SHORT EXERCISE -> In the records below, find the line containing "Target = chandelier", then extract that line and all subsequent lines exactly, leaving out everything else.

Image point annotation entries:
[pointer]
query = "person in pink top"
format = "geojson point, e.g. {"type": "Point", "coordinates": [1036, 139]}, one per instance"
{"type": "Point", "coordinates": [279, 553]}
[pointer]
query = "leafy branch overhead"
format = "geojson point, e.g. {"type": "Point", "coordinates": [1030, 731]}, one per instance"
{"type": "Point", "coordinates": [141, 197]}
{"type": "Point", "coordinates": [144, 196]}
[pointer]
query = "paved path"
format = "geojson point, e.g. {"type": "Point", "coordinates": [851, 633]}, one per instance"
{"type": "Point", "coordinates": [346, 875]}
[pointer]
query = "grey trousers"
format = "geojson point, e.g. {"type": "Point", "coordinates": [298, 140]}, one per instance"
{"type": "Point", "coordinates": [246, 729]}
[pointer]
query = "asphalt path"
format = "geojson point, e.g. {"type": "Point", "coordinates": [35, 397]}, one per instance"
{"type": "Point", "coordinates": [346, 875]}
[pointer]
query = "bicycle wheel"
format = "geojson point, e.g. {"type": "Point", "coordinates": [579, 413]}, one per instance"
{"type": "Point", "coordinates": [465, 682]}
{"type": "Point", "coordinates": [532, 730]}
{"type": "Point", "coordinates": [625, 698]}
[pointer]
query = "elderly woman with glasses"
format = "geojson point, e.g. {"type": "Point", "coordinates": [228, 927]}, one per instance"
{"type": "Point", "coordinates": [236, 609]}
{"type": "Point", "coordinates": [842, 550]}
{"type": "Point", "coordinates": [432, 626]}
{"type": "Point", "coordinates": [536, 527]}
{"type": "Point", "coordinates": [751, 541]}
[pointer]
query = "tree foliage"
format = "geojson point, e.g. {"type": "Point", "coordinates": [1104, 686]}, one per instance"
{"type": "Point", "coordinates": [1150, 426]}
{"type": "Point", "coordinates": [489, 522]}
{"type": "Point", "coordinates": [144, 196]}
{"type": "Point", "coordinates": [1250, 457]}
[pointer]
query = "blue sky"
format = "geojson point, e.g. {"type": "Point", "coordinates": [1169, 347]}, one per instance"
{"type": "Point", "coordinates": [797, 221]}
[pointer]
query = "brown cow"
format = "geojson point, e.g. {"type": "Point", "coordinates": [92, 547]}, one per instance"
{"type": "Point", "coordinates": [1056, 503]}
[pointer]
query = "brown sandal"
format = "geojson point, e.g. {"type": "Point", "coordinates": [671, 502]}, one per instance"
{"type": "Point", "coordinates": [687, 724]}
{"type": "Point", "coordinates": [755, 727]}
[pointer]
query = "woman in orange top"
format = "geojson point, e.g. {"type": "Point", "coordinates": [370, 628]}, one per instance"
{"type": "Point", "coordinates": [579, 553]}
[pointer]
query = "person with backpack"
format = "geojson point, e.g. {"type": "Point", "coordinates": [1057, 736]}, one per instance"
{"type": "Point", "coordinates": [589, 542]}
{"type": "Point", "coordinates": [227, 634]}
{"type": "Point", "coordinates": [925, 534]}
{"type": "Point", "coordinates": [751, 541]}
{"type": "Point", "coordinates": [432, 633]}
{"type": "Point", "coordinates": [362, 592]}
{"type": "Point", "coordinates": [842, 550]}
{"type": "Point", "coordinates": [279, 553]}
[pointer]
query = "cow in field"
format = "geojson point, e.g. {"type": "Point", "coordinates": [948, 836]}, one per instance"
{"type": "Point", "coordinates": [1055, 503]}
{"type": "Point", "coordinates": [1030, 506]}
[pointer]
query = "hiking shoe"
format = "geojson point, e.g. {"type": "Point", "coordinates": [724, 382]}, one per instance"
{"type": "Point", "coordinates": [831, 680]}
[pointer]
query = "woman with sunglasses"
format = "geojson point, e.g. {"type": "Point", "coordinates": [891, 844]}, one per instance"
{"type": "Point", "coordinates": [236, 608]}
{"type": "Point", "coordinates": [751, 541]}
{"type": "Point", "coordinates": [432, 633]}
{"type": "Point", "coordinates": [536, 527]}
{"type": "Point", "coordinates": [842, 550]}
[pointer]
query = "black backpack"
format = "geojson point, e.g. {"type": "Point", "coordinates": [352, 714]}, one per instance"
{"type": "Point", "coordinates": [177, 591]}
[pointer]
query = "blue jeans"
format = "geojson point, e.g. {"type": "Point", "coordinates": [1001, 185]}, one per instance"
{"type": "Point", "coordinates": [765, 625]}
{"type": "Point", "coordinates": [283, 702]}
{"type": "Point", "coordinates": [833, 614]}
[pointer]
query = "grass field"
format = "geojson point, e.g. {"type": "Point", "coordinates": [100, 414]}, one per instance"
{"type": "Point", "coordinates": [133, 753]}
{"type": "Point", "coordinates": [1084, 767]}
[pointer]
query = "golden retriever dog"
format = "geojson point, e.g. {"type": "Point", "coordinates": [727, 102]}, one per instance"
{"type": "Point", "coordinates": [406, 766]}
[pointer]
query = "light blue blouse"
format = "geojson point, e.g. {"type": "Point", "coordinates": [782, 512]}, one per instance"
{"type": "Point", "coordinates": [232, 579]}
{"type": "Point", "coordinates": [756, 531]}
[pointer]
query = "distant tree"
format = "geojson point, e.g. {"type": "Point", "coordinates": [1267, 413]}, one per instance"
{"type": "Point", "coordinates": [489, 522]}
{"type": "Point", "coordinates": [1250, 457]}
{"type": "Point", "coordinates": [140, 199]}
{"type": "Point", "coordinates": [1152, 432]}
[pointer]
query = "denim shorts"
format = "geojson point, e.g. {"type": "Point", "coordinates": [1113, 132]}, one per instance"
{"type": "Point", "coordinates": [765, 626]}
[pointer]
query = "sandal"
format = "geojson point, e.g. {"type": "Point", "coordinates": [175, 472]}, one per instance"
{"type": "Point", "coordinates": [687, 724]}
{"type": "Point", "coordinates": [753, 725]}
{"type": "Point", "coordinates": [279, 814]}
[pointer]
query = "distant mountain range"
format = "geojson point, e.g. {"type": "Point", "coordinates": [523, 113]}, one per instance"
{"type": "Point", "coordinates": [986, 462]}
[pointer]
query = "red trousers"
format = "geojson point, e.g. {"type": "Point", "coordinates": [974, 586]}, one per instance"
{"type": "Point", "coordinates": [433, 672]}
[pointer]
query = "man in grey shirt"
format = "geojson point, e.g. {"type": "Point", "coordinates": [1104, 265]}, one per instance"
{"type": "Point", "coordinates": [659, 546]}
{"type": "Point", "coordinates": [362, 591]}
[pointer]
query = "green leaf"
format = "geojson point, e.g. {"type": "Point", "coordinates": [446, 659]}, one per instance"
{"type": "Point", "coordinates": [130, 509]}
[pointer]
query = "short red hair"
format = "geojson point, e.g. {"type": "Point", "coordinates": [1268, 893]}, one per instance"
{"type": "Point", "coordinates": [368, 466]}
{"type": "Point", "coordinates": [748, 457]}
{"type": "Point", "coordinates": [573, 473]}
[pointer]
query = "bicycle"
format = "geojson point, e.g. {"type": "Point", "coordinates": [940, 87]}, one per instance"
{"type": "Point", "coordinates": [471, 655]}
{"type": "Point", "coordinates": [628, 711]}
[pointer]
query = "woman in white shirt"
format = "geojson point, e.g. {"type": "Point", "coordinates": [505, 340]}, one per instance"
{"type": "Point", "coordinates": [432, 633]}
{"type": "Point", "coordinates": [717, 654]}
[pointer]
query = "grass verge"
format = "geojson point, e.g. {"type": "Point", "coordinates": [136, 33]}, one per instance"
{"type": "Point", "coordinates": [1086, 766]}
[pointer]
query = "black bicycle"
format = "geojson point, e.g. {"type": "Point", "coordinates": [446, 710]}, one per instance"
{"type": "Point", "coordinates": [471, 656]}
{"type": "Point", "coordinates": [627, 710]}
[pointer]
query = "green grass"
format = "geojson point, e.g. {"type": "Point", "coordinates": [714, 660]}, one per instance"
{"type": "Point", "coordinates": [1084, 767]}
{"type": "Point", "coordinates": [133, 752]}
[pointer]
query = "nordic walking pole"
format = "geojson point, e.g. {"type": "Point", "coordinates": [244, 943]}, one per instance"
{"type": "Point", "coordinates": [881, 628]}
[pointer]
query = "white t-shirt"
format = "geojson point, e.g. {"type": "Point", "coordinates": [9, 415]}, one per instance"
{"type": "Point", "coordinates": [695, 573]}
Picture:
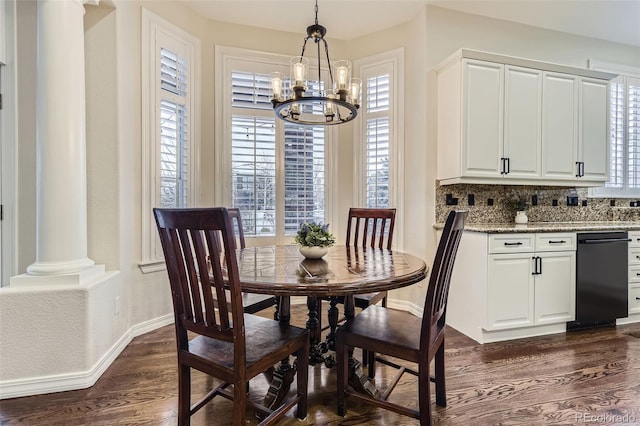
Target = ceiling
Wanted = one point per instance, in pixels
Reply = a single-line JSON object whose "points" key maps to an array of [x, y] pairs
{"points": [[613, 20]]}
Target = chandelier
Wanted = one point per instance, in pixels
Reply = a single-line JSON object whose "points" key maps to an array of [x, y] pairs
{"points": [[320, 103]]}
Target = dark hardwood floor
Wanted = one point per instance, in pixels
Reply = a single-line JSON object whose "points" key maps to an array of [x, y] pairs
{"points": [[583, 377]]}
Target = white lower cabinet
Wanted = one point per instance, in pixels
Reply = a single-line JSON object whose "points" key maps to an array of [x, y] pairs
{"points": [[634, 272], [513, 285], [526, 289]]}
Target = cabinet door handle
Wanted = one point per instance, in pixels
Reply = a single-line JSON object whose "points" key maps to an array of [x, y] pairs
{"points": [[539, 265]]}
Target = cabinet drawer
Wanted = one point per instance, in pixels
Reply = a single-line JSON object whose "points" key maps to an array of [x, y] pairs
{"points": [[560, 241], [634, 256], [634, 299], [511, 243]]}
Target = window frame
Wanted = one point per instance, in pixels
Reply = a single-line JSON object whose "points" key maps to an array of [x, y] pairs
{"points": [[391, 62], [604, 191], [156, 33], [227, 60]]}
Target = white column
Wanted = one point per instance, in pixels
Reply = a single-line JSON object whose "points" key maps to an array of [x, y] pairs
{"points": [[61, 141]]}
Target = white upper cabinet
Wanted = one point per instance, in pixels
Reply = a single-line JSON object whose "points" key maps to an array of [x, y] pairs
{"points": [[560, 126], [522, 118], [516, 121], [483, 104], [593, 150]]}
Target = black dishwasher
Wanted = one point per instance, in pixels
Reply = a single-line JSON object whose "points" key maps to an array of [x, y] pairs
{"points": [[602, 288]]}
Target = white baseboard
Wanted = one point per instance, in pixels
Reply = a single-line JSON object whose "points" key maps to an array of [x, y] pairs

RIGHT ANSWER ->
Target = chandelier
Wanted = one point per instance, in pixels
Reply = a single-line JSON object whose "points" key maps to an array of [x, y] pairs
{"points": [[320, 103]]}
Target = dark hardwood floor
Wanted = one point per instance, in pixels
Reply = a single-line JSON object whose "points" key maps to an array of [x, y] pairs
{"points": [[583, 377]]}
Target = white lower cabinet
Wanted = one point per instance, in pixels
Reply = a single-line JSON object whose "points" key maps to an array of [x, y] pairs
{"points": [[634, 272], [513, 285], [526, 289]]}
Target = cabinet door handle
Wanted = one point per instance, in pixels
Reply = a single-line JSON object whose "points" key maps to an array of [x, y] pairs
{"points": [[539, 265]]}
Target = cabinet drawer
Wanted = one point per instance, in pixels
Reply = a single-line JSON object whose "points" key maps to an array of [x, y] pairs
{"points": [[560, 241], [634, 256], [634, 299], [511, 243]]}
Target = window frame
Wanted = one point per instance, in pixels
Reply = a single-line JSON object whose "points" key maps to an array of [x, y] pairs
{"points": [[391, 62], [604, 191], [156, 33], [227, 60]]}
Target = white column
Wanted = one point per instance, in pixels
Reply = a single-line JSON object whose "points" key maps to an array of [x, y] pairs
{"points": [[61, 141]]}
Target = white upper cabinet
Wanted = one point per instance, in pixels
Reply = a single-line JSON object whose "points" key maps to an array of [x, y] pairs
{"points": [[560, 126], [522, 118], [516, 121], [483, 104], [593, 150]]}
Target = black dishwasher
Wanted = one point per instance, in pixels
Reply = a single-line JSON object whose "points" key maps to an array of [x, y] pairs
{"points": [[602, 288]]}
Target = white baseboard
Wanted = one point per instance, in pixels
Reply = a single-line JSON object whose "points" key maps to an array of [x, y] pairs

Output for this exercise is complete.